Exercise prompt » Write the next part of the page on the Emmy Noether project on climatic niche evolution in birds, beginning after its final sentence. The data that follows the page is separate from it.

#### Excerpt provided

Research Group Geobiodiversity Research
Macroevolution of Climatic Niches
Emmy Noether Research Project
This page is dedicated to the Emmy Noether project „Macroevolution of climatic niches in birds“, which was awarded to Dr Susanne Fritz by the German Research Foundation (DFG, Deutsche Forschungsgemeinschaft) and ran from summer 2014 until early 2021.
The original project duration was 5 years, with a successful renewal proposal extending this to 6 years, and an additional 3-month extension due to the onset of the global COVID-19 pandemic in the final project year. Apart from the Emmy Noether group leader herself, the project employed two PhD students (3 years each) in the original project and a postdoctoral researcher (1.25 years) in the renewal phase.

########
#### Source information

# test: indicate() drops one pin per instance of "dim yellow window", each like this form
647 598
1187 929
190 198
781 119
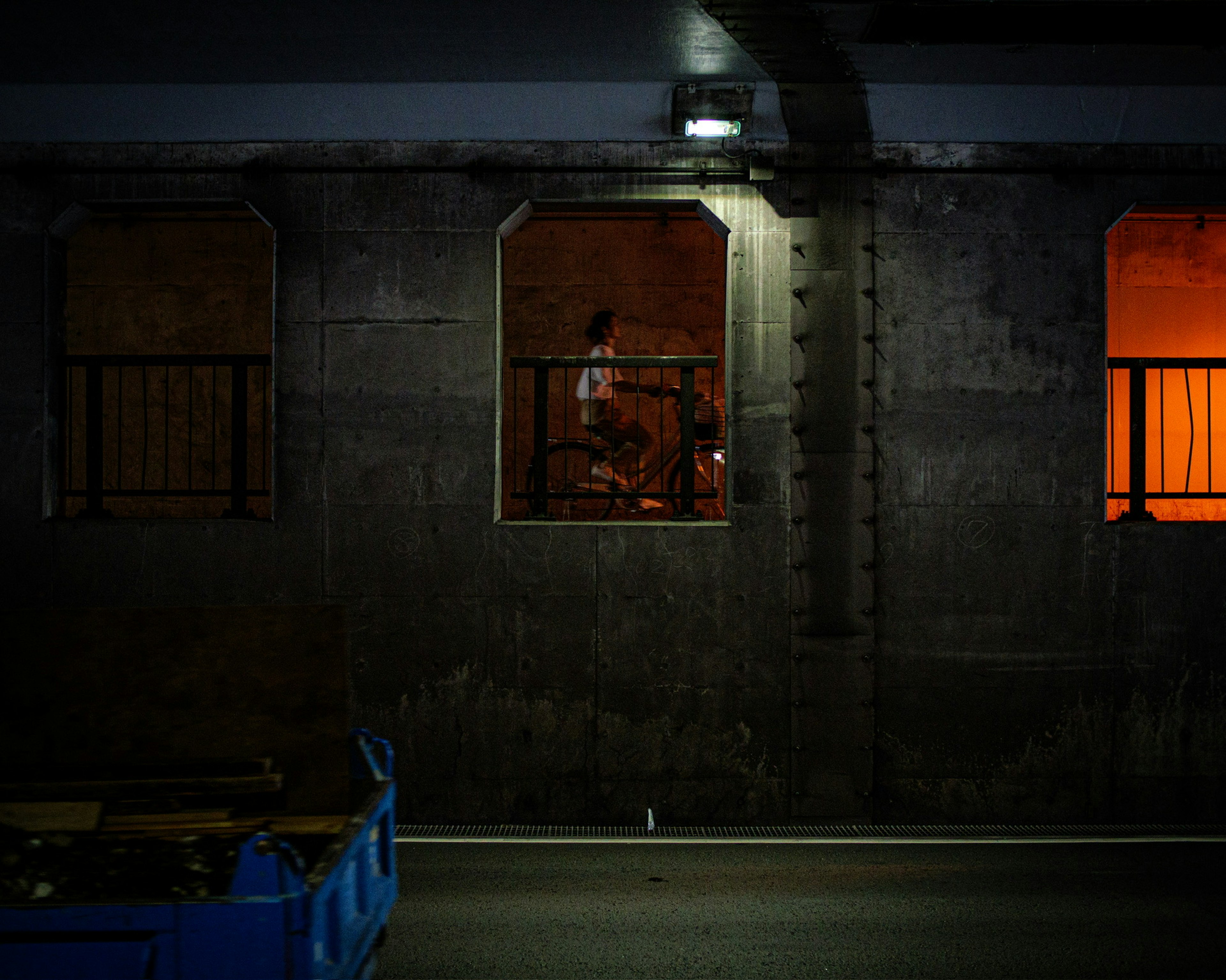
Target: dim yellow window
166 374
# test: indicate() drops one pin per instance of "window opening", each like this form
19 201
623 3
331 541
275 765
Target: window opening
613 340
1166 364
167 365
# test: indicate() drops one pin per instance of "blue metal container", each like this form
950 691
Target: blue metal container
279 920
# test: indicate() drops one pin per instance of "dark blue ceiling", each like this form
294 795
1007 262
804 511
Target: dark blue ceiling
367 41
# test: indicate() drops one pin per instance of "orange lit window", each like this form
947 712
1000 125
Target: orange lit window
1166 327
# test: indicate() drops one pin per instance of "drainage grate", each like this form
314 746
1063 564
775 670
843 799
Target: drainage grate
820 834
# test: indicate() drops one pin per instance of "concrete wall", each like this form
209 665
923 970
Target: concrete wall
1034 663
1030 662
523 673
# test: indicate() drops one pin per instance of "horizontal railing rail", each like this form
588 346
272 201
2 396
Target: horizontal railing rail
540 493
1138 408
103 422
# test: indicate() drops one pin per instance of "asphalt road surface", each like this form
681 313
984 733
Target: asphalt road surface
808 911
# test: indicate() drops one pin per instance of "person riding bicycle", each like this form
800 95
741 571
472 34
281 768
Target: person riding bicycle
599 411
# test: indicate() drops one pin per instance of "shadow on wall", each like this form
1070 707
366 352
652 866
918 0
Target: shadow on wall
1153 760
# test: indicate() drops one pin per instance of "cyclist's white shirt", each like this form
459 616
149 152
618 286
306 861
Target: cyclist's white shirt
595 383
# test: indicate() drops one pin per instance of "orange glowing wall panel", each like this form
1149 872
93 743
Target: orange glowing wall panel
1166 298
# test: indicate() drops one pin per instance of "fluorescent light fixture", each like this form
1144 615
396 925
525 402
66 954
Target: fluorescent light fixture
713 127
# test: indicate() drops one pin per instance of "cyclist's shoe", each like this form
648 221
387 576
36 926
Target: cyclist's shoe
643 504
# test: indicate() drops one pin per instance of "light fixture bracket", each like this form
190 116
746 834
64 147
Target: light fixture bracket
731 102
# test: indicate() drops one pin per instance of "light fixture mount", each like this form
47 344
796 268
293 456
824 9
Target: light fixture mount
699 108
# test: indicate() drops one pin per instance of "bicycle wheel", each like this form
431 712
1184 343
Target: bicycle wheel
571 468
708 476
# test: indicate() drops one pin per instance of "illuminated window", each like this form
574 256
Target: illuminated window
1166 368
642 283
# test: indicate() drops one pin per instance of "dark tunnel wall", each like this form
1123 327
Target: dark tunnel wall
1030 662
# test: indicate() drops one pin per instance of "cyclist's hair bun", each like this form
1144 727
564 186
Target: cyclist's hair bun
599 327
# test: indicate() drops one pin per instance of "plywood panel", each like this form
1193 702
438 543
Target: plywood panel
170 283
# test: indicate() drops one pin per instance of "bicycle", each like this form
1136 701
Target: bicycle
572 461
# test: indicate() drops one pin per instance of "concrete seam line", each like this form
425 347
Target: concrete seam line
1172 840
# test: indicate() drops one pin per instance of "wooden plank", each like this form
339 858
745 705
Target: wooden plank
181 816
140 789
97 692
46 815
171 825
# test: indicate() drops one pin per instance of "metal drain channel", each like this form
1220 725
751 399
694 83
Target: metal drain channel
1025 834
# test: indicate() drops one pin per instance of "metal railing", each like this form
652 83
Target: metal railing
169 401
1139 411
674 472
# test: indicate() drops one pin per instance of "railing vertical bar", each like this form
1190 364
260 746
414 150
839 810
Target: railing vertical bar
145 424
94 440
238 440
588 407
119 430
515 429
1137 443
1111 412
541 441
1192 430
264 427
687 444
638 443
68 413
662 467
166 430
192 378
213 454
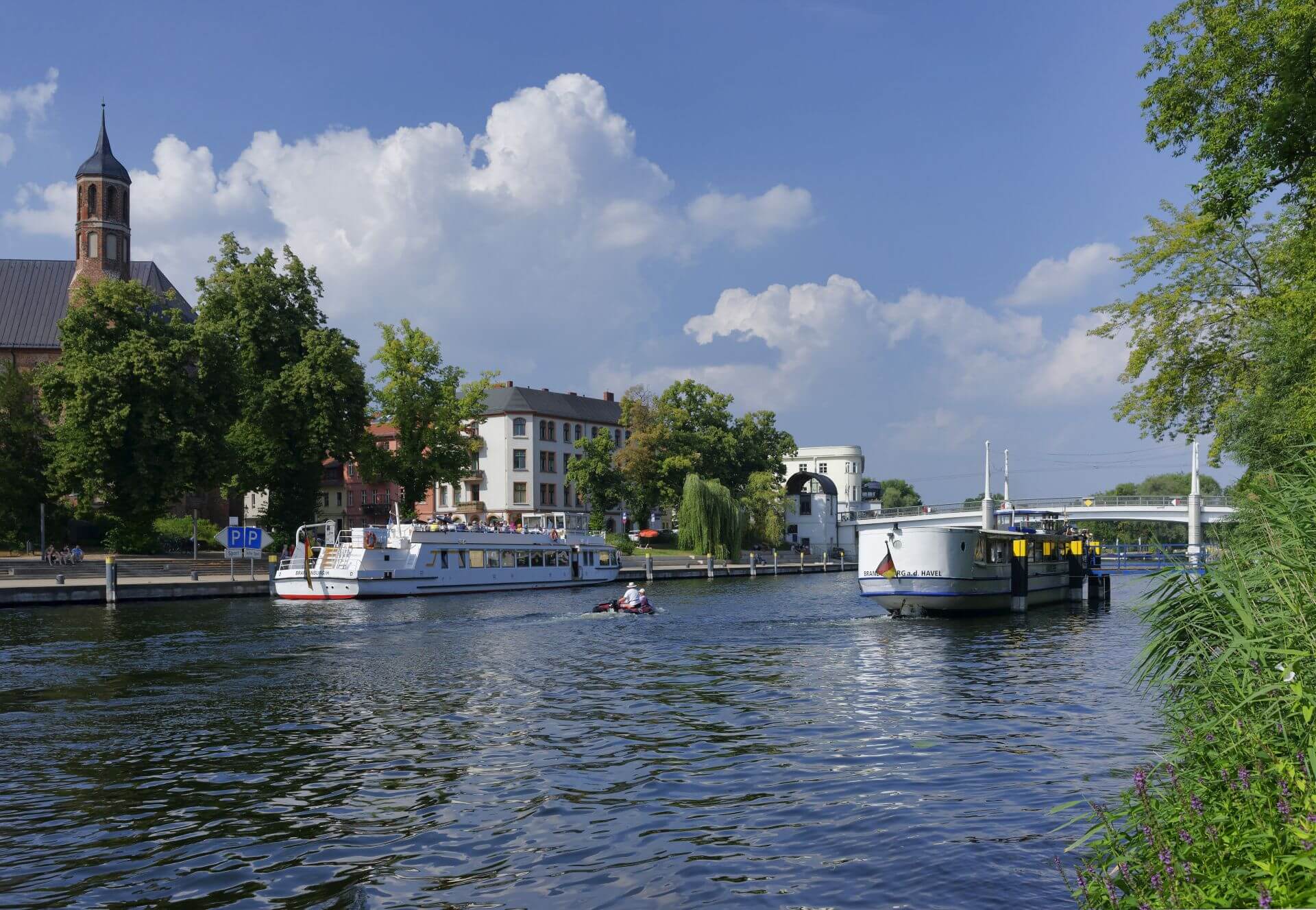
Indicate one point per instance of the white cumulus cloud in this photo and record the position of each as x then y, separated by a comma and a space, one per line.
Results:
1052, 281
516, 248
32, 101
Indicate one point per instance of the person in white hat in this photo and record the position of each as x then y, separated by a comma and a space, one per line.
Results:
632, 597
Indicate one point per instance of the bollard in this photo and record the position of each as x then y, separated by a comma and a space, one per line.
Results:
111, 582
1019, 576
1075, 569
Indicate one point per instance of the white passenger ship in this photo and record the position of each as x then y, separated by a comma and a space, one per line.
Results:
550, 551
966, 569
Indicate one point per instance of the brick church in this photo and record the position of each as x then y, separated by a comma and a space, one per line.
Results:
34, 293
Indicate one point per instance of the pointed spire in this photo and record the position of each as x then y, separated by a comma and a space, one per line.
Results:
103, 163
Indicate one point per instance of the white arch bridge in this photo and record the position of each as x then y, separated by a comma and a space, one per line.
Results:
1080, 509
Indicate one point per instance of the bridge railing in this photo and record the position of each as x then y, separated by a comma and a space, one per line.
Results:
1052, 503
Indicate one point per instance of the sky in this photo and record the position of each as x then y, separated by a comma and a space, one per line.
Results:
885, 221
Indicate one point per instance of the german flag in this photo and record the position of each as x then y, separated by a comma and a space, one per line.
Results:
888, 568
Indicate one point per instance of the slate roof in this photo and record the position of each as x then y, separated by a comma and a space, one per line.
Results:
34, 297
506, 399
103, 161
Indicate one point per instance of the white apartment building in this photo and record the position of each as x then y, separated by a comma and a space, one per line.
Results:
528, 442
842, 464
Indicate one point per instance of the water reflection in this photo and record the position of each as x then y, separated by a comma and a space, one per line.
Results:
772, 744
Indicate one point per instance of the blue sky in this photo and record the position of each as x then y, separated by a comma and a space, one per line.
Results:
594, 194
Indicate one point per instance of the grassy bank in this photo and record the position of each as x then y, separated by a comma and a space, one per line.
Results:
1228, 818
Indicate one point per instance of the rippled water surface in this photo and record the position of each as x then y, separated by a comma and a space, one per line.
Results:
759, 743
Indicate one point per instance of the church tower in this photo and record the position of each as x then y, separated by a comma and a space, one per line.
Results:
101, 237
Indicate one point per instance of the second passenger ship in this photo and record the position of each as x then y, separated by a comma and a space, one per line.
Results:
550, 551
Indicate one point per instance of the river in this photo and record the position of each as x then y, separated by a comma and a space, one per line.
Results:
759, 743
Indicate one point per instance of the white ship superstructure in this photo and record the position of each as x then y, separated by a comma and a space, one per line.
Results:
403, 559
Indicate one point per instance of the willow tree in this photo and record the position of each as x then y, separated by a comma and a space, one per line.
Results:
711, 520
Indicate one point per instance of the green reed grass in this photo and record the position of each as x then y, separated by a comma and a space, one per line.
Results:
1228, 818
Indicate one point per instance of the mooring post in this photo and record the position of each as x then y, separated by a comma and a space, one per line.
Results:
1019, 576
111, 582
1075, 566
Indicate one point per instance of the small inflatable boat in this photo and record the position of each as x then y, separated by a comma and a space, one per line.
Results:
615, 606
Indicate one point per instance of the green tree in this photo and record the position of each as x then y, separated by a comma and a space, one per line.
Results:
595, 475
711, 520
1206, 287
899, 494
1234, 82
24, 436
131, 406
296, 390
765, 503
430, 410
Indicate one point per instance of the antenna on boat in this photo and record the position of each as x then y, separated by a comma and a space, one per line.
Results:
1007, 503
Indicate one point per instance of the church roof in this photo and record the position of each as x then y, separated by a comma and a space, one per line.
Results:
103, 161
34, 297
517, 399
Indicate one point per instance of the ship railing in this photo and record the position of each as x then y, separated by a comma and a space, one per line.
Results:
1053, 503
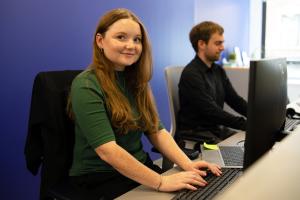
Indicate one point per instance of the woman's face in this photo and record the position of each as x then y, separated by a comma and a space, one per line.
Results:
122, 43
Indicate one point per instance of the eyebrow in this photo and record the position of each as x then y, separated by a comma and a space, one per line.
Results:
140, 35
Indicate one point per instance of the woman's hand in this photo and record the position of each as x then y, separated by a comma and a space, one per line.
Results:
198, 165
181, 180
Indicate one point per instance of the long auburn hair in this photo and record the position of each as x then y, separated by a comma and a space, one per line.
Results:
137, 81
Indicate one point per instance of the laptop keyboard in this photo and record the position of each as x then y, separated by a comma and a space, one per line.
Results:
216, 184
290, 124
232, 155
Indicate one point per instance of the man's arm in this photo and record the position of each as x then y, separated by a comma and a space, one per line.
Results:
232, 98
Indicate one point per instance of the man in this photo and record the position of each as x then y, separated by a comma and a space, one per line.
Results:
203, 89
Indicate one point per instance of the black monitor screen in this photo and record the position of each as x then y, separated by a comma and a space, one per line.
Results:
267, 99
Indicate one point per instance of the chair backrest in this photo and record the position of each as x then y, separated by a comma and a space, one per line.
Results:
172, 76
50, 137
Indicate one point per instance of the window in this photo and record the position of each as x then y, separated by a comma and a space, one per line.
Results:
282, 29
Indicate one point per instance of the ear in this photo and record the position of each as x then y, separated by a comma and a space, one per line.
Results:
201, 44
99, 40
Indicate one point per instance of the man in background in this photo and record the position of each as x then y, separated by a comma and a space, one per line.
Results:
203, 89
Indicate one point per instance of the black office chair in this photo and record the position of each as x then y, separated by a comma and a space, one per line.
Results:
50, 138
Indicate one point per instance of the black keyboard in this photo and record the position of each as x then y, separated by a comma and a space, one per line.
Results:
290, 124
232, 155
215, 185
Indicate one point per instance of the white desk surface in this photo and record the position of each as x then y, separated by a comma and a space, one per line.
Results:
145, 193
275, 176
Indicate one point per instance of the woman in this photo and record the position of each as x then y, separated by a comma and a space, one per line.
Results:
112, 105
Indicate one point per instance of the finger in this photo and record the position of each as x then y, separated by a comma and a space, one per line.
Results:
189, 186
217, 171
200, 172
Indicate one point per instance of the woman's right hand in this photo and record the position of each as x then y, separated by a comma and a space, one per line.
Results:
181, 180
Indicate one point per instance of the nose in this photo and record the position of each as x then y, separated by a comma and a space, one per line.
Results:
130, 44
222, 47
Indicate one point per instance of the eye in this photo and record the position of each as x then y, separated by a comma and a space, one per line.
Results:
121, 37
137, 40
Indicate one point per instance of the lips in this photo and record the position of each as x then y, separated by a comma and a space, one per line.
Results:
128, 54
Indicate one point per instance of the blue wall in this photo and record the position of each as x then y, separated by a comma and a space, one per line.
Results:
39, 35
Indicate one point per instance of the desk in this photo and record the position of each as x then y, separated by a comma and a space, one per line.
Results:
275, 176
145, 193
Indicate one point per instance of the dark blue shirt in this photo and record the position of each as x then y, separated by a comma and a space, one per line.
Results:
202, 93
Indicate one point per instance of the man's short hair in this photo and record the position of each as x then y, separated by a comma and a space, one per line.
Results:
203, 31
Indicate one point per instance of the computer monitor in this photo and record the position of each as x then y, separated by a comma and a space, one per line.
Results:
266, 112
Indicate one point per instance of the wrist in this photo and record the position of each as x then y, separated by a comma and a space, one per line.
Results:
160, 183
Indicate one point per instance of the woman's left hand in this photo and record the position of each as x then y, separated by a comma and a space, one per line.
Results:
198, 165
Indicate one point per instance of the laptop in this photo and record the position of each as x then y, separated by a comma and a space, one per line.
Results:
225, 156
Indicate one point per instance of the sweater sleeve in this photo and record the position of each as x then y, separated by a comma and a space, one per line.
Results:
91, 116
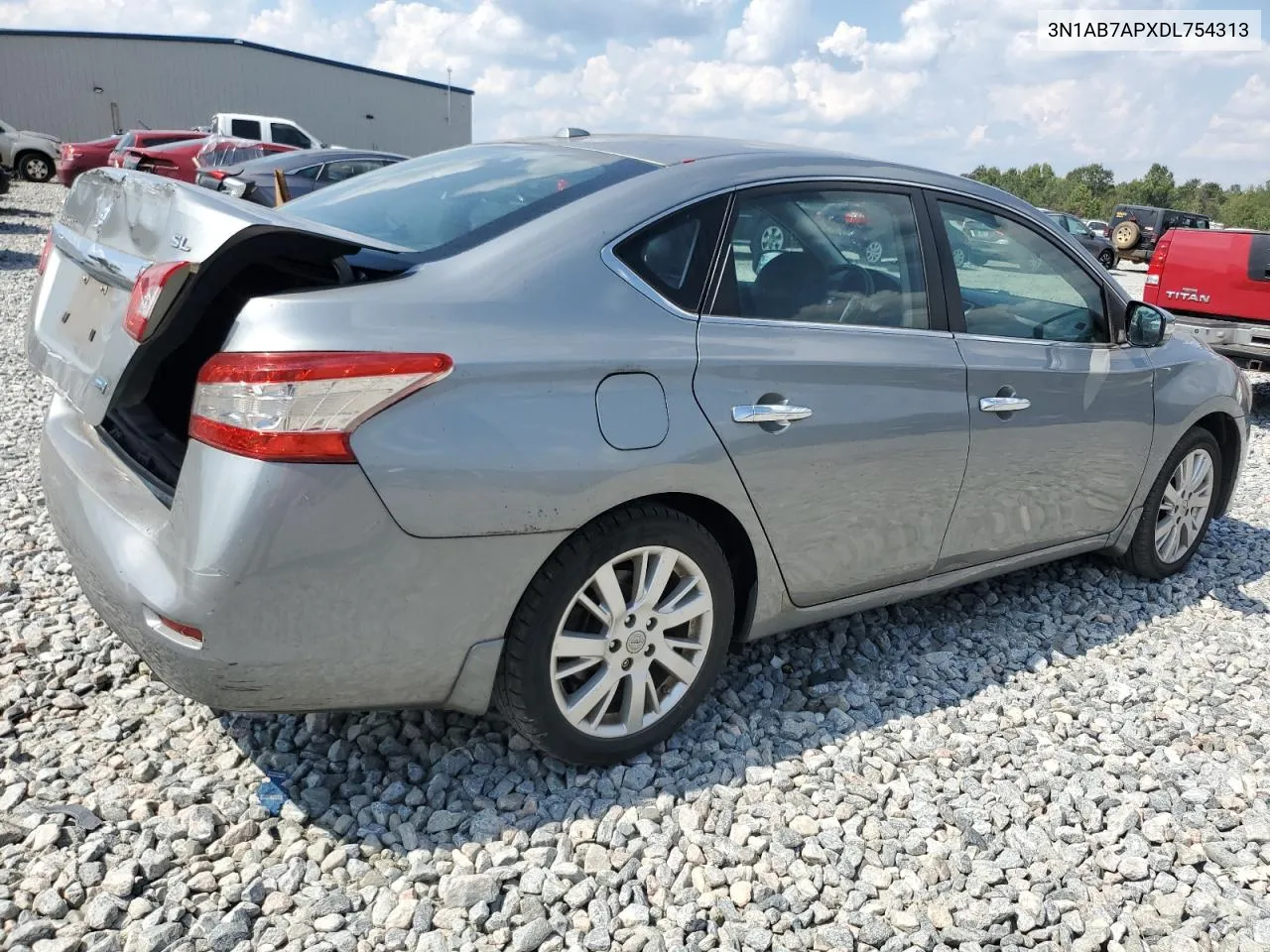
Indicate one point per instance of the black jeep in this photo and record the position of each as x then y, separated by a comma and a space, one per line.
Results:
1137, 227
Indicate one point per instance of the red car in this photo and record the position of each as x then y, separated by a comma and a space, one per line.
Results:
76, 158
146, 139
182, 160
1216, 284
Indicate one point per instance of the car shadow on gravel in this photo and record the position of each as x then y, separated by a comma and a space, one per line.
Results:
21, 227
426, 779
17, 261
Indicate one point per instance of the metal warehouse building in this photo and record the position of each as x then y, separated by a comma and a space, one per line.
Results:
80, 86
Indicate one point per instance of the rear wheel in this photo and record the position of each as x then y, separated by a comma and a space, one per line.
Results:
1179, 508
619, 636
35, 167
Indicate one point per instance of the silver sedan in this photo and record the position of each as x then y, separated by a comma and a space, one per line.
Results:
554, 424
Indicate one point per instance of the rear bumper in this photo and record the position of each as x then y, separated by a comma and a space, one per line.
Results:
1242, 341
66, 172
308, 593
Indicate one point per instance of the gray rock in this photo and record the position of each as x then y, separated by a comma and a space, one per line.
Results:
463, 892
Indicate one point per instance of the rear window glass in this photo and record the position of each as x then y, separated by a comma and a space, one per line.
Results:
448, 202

########

Answer to this exercise »
Climatic niches and species’ traits in birds
How do species interact with their abiotic and biotic environment, and how can such interactions change through time? Bridging the research fields of macroecology and macroevolution, the project focussed on the ecological niches of species and the evolution of these niches over geological timescales. The ecological niche of a species encompasses all abiotic and biotic conditions where individuals of a species can survive and reproduce successfully. We studied two aspects of this niche: i) the climatic niche, i.e. the climatic conditions necessary for survival and reproduction; and ii) ecologically relevant morphological traits, which shape diet and foraging, locomotion, and habitat use, e.g. the size and shape of beak and wing. Our goal was to reveal how and why climatic niches and traits differ across species, how they evolve, and how they might be related to each other. For the project, over 500 species of birds were investigated. These constitute eight groups of passerine birds (i.e., from the order Passeriformes) selected for their mix of closely related migratory and resident species, as we also wanted to know how seasonal migration impacts climatic niches and traits.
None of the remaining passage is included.